Instruction: Copy the rows below, replacing "integer pixel" with "whole-number pixel" wherever it appears and keeping everything else the same.

Extracted records:
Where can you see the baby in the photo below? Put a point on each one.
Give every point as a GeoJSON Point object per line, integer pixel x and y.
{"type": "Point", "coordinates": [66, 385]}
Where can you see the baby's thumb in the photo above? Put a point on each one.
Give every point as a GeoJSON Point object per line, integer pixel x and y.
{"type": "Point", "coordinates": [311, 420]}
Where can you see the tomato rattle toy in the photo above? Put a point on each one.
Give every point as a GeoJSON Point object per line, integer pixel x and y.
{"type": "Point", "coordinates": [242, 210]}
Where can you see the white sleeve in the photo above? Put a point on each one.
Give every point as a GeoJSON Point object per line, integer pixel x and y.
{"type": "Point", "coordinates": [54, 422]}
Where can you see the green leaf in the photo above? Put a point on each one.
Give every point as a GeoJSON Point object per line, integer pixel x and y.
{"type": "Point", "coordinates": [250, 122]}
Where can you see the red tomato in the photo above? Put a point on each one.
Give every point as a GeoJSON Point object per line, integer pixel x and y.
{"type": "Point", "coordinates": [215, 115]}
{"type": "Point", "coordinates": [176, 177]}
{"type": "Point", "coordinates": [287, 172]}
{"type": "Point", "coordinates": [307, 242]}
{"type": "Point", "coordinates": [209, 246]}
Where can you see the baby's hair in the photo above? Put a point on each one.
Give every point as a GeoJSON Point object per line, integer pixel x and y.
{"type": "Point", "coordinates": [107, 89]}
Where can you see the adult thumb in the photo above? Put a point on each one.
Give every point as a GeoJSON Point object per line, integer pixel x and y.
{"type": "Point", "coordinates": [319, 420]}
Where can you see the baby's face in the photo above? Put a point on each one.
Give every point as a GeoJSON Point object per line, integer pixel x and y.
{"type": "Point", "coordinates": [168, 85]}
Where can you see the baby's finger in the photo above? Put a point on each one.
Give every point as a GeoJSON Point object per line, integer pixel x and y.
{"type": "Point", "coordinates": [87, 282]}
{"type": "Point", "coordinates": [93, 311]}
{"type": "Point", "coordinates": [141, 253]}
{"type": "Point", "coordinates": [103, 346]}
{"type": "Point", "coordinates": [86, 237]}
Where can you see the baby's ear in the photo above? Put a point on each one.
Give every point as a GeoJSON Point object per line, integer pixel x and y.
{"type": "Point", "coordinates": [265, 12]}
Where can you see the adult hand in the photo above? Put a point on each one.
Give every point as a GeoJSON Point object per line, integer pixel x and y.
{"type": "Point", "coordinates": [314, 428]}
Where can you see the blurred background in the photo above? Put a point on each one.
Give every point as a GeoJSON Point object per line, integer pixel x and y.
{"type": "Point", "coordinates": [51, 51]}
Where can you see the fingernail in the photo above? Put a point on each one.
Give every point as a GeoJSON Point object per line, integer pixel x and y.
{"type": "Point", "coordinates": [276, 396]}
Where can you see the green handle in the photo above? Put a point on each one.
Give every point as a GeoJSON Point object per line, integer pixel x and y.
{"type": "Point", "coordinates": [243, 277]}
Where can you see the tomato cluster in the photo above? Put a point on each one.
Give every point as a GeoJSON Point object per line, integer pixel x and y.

Solution:
Where can you see the baby in the photo below? Put a point on each one.
Give every point as a GeoJSON Point object per line, whole-number pixel x and y.
{"type": "Point", "coordinates": [66, 385]}
Where can you see the baby's thumb in the photo above? Put a point on each one.
Give every point as a GeoJSON Point object per line, whole-number pixel x and y.
{"type": "Point", "coordinates": [311, 420]}
Where can you see the tomato rattle toy in the photo above? Put a point on each one.
Give every point as a GeoJSON Point object per line, whole-number pixel x and y.
{"type": "Point", "coordinates": [242, 210]}
Where can you see the white sleeve in the photo above? Put a point on each one.
Give every point as a GeoJSON Point object per line, whole-number pixel x and y.
{"type": "Point", "coordinates": [54, 422]}
Where can you see the green leaf in the photo above? Put a point on each one.
Give every point as a GeoJSON Point object per line, whole-number pixel x and y.
{"type": "Point", "coordinates": [250, 122]}
Where can you see the red tomato in the photo above? Put a point on each one.
Give every point as a GeoJSON Point object per line, whole-number pixel x and y.
{"type": "Point", "coordinates": [215, 115]}
{"type": "Point", "coordinates": [176, 177]}
{"type": "Point", "coordinates": [287, 172]}
{"type": "Point", "coordinates": [307, 242]}
{"type": "Point", "coordinates": [209, 246]}
Where can you see the baby's hair in the photo above? Put a point on each one.
Give every point as a GeoJSON Point object per line, whole-number pixel x and y.
{"type": "Point", "coordinates": [107, 89]}
Where can you see the adult thumb in the photo above? Put a point on each one.
Give every point as a GeoJSON Point object per line, whole-number pixel x and y.
{"type": "Point", "coordinates": [319, 420]}
Where can you see the baby's face in the photo above? Put a point on each one.
Give every point as a GeoJSON Point object per line, whole-number pixel x and y.
{"type": "Point", "coordinates": [168, 85]}
Where can you see the baby's finger in the photo above? Put a point on each one.
Give every point as a GeoJSON Point object per line, whole-number pixel x and y.
{"type": "Point", "coordinates": [87, 282]}
{"type": "Point", "coordinates": [93, 311]}
{"type": "Point", "coordinates": [141, 253]}
{"type": "Point", "coordinates": [103, 346]}
{"type": "Point", "coordinates": [86, 237]}
Where can you see the baby's ear in the photo above? Put a point on each one.
Give every point as a GeoJSON Point object per line, whole-number pixel x and y.
{"type": "Point", "coordinates": [265, 12]}
Where can you see the adult hand in the photo above? Put a point on each one.
Give every point as a GeoJSON Point object per line, whole-number pixel x and y.
{"type": "Point", "coordinates": [314, 428]}
Where can you see the blurred background in the photo above? Put a point on each one.
Give every point as a GeoJSON Point object per line, whole-number pixel x and y.
{"type": "Point", "coordinates": [51, 51]}
Where can you see the fingernail in the photo above? Put a point on each one.
Give every point as a GeoJSON Point object per line, whole-number pixel x and y.
{"type": "Point", "coordinates": [276, 396]}
Where can you see the green handle in the photo above? Put a point on each one.
Give every point as a GeoJSON Point object per line, whole-number pixel x and y.
{"type": "Point", "coordinates": [243, 277]}
Where can you see the tomato cluster in the photo above? Put a point on each one.
Give every point as a GeoJSON Point object per line, whole-number pixel x and y.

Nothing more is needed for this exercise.